>> begin LISTED ENTRIES

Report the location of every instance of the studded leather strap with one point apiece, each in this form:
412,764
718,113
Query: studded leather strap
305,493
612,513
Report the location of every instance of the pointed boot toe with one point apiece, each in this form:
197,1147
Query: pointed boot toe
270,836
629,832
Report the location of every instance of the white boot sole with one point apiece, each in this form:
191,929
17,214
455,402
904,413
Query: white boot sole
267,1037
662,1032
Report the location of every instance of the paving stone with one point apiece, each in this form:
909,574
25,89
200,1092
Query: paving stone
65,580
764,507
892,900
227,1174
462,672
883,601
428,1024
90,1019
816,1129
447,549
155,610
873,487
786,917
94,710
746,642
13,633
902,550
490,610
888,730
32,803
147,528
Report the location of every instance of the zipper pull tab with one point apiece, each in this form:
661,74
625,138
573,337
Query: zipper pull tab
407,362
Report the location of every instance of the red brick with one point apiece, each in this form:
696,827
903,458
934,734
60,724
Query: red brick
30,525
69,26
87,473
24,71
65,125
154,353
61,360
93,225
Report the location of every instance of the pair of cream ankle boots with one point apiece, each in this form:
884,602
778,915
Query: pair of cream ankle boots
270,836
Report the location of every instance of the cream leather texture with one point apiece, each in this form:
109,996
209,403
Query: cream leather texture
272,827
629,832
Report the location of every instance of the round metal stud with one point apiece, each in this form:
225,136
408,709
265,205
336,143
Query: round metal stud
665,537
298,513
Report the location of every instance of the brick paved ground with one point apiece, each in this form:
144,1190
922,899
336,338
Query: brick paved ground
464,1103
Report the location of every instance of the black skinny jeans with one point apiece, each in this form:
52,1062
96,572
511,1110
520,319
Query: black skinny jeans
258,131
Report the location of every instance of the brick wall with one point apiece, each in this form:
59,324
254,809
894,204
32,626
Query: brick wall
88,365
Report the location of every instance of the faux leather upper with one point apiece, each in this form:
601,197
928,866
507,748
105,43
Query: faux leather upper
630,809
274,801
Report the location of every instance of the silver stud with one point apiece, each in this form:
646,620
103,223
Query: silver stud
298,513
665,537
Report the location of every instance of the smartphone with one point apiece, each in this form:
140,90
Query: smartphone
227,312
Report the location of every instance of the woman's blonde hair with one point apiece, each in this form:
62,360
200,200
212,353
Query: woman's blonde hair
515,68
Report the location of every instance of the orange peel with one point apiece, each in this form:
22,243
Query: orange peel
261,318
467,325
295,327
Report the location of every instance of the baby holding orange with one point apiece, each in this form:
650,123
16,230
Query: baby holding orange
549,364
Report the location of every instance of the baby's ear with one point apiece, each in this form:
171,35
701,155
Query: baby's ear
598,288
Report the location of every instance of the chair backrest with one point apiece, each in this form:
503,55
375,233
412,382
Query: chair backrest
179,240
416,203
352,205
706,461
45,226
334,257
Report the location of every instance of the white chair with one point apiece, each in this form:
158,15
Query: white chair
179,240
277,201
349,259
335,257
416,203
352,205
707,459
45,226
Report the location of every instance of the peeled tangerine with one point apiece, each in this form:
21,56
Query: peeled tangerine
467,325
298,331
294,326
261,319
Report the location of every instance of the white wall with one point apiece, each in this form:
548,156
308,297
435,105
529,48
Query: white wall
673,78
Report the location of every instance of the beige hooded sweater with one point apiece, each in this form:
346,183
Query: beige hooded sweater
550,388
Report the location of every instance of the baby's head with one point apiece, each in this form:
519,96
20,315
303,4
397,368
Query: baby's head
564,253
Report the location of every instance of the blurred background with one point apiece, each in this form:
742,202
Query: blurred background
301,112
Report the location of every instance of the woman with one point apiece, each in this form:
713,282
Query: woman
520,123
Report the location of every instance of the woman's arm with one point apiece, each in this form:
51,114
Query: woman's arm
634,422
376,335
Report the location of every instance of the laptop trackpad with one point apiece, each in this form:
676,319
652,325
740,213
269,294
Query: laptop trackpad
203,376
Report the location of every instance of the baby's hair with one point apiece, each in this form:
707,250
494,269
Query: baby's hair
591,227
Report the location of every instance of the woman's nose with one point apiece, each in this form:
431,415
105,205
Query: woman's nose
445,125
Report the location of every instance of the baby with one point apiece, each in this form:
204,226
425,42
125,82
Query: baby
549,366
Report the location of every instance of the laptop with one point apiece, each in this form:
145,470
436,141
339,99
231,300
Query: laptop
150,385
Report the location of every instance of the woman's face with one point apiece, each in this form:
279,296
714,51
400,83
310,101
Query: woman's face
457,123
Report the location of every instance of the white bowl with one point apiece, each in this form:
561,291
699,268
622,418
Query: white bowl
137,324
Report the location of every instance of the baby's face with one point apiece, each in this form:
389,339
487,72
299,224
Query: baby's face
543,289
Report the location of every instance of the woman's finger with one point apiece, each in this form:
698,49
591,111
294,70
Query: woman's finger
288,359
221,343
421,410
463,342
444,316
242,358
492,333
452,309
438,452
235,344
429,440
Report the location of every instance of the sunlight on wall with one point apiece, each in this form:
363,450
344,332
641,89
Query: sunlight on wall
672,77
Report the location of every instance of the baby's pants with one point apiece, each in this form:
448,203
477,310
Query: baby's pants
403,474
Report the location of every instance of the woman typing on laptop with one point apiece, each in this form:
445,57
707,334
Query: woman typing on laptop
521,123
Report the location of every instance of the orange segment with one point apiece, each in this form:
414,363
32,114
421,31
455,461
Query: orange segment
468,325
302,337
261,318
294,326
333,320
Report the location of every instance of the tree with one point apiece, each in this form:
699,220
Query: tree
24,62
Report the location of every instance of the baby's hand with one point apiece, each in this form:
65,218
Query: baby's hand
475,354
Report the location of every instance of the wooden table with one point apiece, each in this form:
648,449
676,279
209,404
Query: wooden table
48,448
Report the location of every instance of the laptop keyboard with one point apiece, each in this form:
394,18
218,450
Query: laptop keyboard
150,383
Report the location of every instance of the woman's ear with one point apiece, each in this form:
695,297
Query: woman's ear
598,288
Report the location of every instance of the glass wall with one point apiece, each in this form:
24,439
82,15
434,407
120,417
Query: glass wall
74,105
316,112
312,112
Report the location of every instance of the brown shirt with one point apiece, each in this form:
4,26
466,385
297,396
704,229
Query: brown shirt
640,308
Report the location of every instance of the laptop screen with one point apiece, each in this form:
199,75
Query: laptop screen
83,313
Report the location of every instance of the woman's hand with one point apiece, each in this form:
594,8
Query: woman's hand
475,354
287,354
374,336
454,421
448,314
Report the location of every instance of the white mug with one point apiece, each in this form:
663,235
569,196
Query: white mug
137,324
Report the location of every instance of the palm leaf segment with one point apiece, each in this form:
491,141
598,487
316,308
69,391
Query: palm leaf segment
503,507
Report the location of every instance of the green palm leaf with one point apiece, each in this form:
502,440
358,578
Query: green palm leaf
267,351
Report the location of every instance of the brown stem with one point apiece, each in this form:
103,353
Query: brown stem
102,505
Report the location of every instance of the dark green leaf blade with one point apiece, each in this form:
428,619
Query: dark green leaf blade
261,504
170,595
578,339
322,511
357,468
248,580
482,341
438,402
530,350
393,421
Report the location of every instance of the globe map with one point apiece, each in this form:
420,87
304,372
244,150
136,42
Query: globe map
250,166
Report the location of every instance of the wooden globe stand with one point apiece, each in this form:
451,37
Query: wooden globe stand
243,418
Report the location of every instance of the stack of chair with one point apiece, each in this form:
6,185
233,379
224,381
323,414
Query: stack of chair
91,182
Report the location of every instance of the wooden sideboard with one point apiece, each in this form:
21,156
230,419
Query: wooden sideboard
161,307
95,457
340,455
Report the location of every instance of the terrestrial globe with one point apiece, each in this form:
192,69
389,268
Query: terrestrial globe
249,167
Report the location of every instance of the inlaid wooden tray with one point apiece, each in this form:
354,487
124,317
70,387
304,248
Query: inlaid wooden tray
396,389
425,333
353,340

>> end LISTED ENTRIES
>> begin LISTED ENTRIES

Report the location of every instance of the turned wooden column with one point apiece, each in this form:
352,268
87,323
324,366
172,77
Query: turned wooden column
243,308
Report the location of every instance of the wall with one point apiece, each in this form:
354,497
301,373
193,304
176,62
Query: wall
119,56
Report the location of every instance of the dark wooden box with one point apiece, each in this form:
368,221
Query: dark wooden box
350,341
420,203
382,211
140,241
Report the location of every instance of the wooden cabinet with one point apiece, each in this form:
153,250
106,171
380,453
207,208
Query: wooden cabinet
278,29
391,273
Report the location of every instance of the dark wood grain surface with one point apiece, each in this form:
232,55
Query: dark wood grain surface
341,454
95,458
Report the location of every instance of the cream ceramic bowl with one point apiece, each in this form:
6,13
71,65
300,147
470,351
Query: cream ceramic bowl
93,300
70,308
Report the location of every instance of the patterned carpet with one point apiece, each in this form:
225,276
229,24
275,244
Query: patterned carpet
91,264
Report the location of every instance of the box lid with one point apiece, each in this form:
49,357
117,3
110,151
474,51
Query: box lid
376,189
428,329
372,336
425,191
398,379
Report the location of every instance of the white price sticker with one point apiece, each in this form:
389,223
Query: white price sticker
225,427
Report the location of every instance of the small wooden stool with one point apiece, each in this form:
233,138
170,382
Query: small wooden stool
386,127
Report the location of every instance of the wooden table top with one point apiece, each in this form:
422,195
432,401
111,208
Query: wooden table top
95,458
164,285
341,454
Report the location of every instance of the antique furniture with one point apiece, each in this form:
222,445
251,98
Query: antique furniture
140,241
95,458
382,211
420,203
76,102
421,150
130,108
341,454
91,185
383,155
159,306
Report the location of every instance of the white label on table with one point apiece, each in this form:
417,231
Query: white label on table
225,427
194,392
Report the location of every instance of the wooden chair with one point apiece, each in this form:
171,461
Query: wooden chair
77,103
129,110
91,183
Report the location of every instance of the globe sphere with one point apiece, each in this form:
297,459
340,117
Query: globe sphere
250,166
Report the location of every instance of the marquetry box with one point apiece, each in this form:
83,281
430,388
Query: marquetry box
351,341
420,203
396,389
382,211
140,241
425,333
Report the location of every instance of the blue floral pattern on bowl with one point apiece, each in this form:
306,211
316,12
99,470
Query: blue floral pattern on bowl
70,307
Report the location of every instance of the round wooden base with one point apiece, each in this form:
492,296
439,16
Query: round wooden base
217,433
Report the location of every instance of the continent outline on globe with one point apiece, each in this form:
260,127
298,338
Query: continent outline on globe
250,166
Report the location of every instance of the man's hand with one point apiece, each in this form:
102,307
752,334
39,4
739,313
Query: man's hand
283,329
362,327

>> end LISTED ENTRIES
>> begin LISTED ENTRIES

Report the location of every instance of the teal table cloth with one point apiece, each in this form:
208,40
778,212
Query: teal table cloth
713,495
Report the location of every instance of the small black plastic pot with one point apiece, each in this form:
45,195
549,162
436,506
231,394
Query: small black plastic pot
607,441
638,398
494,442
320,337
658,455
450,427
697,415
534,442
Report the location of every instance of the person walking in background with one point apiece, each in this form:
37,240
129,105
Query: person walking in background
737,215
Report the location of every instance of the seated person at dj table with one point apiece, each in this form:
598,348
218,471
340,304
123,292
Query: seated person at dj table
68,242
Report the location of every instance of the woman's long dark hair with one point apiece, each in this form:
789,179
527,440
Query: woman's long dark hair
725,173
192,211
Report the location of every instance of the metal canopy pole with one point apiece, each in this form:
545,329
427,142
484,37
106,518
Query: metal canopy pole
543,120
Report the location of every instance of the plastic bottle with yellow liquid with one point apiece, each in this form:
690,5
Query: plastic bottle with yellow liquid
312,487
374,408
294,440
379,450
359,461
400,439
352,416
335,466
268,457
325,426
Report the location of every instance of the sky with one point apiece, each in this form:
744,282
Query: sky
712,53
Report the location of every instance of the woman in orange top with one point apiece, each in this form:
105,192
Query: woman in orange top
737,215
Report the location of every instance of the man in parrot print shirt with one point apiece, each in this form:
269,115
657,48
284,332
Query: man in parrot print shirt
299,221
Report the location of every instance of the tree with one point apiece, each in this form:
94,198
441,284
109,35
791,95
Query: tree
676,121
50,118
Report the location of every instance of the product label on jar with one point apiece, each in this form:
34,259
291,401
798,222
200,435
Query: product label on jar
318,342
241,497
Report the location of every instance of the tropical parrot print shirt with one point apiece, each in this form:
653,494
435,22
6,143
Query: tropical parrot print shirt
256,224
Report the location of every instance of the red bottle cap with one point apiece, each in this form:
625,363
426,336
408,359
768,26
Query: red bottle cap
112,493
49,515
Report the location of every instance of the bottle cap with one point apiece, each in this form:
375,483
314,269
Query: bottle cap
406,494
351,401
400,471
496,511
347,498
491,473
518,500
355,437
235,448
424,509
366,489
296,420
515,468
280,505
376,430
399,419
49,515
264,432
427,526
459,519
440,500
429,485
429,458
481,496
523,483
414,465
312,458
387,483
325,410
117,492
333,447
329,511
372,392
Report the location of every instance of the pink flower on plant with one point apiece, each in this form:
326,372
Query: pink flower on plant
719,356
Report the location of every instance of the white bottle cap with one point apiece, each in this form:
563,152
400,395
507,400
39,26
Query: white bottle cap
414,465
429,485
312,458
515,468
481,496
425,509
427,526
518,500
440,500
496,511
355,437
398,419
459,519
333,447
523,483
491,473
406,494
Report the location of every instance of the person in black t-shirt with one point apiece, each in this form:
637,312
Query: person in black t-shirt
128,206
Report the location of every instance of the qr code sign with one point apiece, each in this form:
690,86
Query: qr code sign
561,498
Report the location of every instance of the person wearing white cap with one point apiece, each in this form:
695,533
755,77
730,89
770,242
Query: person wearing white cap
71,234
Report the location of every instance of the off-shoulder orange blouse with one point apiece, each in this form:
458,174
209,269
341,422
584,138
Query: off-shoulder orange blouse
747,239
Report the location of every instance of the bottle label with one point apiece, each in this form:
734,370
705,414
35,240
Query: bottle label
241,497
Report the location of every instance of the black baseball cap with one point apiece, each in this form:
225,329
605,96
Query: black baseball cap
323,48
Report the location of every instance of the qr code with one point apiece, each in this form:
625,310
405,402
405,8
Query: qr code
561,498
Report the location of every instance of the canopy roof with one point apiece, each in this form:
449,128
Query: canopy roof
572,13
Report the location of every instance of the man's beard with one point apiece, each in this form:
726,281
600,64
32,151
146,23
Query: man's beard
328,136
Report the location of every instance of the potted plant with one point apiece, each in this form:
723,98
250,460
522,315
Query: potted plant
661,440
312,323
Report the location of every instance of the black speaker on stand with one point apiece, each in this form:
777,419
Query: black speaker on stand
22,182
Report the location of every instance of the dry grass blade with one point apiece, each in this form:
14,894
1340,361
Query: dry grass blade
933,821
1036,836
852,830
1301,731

>> end LISTED ENTRIES

_WRITTEN INSTRUCTION_.
State the number of lines in the data above that contain the string "paving", giving only that number.

_EXERCISE ANSWER_.
2